At Vero, there were cruisers who’d been moored for a month or more,
enjoying the area, the affordably priced facility, and the social swirl
of so many cruisers together in one place. Because it’s also a good
staging spot for those on their way to the Bahamas, the crowd can really
grow in the fall.
Vero Beach Municipal Marina is a favorite gathering spot for transient cruisers; many end up rafted together. |
We were only looking for a place for the night, but we did
need some fruit and veggies. So we lowered the dinghy, lowered the outboard
onto it, and zoomed ashore to do our shopping. Already too late for the
free shuttle bus, when we finished provisioning we phoned a cab, and waited,
and waited some more. Fifteen minutes went by. We called again. Then 20.
Then 40. Finally, a nicely dressed fellow walked up and said he’d
noticed us outside the store when he went in a half an hour before, and
did we need a ride somewhere. In this day and age, such an invitation
was a refreshing gift, and serves as a poignant memory of short time at
Vero. The next morning, at first light, feeling a warm glow about the
whole place, we cast off our mooring line, and puttered back out onto
the road.
An hour south of us, the ocean inlet at Fort Pierce looked
awful — monster breakers outside the entrance, and big swells from
all the lousy weather of the week -- so we skipped it and stayed inside
for another day of motor-sailing to Lake Worth, which has a terrific and
well protected anchorage that could hold scores of boats. Leaving early
from there the next morning, we puttered on down a few miles to the Lake
Worth inlet, which is wide and deep and easy. With glee, we escaped the
ICW again and headed south toward Fort Lauderdale’s inlet, called
Port Everglades -- a major thoroughfare for an extraordinary number of
megayachts and cruise ships.
On our way in, in late afternoon, we had a clear field entering,
but once past the breakwater we felt like Lilliputian among a convention
of Gullivers. Everywhere we turned there were monster boats and monster
mansions. For any number of sound reasons Fort Lauderdale is often referred
to by boaters as “Fort La Di Dah.” There are zillions of marinas,
but only two small anchorages for the throng of vessels that pass through
there. We set our sights on the anchorage in Lake Sylvia, and hoped for
the best; on the chart, this little lake seemed shallow for us –
perhaps too shallow.
From the deep water buoy offshore into Lake Sylvia is only
a few miles, but Sylvia demands a careful approach. Experienced friends
had told us that the lake holds deeper water than the charts indicated,
but there’s an unmarked shoal mid-channel in the entrance. They
suggested that before turning into the entrance way, we should line ourselves
up with Bahia Mar Marina directly behind us and enter on a course of 187
degrees True, hugging the docks on our port side and not straying more
than 10 feet from them as we wend our way in. We followed those directions
precisely and found at least four feet more water than the charts indicated
all the way into the inside of the lake. Once inside, Lake Sylvia is a
surreal world. Surrounded by a few grand houses that Bernadette lusted
after, and a couple of McMansions she didn’t, this perfect little
hurricane hole has enough room for a couple dozen boats who’d rather
avoid paying Lauderdale’s exorbitant prices. The night Ithaka spent
there, only six boats shared this pretty spot with us.

● **EXERCISES TO COMPLETE**:
A: Answer these questions using the cruising account:
(i) What made the Fort Pierce inlet look too rough to use?
(ii) On what course, in degrees True, were the writers told to enter Lake Sylvia?
(iii) How many boats shared Lake Sylvia with Ithaka on the night it stayed there?
B: In the cruising account, turn the paragraph beginning "From the deep water buoy offshore into Lake Sylvia" into a short bulleted list that keeps its main facts.
The stored dataset items that come next are separate material from the cruising account.

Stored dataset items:
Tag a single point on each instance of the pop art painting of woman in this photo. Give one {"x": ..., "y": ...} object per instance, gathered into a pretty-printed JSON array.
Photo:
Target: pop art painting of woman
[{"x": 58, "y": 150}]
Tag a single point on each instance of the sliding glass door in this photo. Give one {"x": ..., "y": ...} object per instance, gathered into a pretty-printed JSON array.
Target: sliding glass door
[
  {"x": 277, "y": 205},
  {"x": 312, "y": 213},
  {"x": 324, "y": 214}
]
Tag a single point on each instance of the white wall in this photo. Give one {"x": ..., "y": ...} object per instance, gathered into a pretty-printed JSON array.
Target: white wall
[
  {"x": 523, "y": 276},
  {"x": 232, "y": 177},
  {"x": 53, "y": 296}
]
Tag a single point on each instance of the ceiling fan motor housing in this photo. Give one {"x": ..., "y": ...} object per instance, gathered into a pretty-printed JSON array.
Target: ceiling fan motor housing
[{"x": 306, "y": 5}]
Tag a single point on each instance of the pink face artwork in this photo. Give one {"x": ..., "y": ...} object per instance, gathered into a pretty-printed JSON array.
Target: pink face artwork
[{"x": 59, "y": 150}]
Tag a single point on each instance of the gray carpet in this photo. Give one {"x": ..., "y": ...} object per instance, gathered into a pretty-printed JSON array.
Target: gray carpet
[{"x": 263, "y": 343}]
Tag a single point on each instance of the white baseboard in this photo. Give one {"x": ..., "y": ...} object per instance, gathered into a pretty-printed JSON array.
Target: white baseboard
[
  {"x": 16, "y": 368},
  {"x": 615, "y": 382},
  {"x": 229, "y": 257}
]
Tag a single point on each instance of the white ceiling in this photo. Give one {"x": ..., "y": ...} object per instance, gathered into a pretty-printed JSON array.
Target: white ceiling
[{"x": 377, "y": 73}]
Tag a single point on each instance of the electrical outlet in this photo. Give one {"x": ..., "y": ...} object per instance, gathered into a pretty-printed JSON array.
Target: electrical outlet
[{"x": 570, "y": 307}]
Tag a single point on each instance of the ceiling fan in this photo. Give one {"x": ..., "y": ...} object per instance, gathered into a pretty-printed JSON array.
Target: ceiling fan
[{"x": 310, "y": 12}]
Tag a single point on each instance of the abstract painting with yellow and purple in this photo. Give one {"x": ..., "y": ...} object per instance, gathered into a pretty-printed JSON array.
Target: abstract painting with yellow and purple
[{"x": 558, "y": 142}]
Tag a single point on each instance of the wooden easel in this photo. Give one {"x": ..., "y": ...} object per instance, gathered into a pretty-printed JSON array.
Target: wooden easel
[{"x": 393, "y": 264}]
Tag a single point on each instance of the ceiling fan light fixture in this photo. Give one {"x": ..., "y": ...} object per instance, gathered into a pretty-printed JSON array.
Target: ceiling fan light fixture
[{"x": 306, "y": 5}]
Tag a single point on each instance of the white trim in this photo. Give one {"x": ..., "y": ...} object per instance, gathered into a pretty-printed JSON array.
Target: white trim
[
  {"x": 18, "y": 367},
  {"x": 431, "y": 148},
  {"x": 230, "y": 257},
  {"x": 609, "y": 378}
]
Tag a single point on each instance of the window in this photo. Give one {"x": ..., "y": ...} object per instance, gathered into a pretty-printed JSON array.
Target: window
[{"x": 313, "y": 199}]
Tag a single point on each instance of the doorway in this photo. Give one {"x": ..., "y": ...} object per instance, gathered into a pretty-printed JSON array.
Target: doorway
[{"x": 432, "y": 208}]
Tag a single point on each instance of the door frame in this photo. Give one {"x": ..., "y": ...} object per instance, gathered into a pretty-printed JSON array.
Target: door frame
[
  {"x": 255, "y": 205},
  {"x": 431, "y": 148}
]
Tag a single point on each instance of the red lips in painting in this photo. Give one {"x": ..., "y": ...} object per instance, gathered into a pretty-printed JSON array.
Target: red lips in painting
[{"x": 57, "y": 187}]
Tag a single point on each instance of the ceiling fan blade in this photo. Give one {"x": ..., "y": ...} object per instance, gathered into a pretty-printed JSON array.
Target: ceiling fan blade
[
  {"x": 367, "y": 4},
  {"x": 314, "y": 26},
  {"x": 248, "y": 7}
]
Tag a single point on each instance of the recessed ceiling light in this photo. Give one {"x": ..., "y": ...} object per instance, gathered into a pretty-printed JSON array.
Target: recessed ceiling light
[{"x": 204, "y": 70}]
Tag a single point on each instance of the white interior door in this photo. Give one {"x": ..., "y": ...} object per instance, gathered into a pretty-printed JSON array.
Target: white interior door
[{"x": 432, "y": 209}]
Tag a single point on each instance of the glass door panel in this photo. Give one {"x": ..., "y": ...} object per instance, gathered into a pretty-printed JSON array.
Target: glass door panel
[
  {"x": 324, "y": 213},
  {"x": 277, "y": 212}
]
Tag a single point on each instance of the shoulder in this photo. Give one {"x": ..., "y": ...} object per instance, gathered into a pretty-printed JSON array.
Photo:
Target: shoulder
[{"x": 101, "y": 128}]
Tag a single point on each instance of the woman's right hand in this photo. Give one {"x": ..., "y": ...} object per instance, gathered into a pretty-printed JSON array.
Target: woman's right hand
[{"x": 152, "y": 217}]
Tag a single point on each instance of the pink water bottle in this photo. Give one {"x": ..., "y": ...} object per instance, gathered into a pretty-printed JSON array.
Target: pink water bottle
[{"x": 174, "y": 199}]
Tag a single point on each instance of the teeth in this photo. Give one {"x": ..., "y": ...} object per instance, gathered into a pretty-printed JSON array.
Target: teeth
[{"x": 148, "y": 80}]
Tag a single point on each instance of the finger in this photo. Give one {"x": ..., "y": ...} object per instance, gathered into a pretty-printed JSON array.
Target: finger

● **RESPONSES TO THE TASKS**:
A:
(i) There were monster breakers outside the entrance and big swells from the week's bad weather.
(ii) 187 degrees True.
(iii) Six boats.

B:
- From the offshore deep water buoy to Lake Sylvia is only a few miles, but the approach calls for care.
- Experienced friends said the lake is deeper than the charts show, but there is an unmarked shoal mid-channel in the entrance.
- Their advice was to line up with Bahia Mar Marina directly behind, enter on a course of 187 degrees True, and stay within 10 feet of the docks on the port side.
- Following these directions, the writers found at least four feet more water than charted all the way into the lake.
- Inside, the lake feels surreal, surrounded by a few grand houses and a couple of McMansions.
- This small hurricane hole has room for a couple dozen boats that want to avoid Lauderdale's high prices.
- On the night Ithaka stayed there, only six boats shared the spot with it.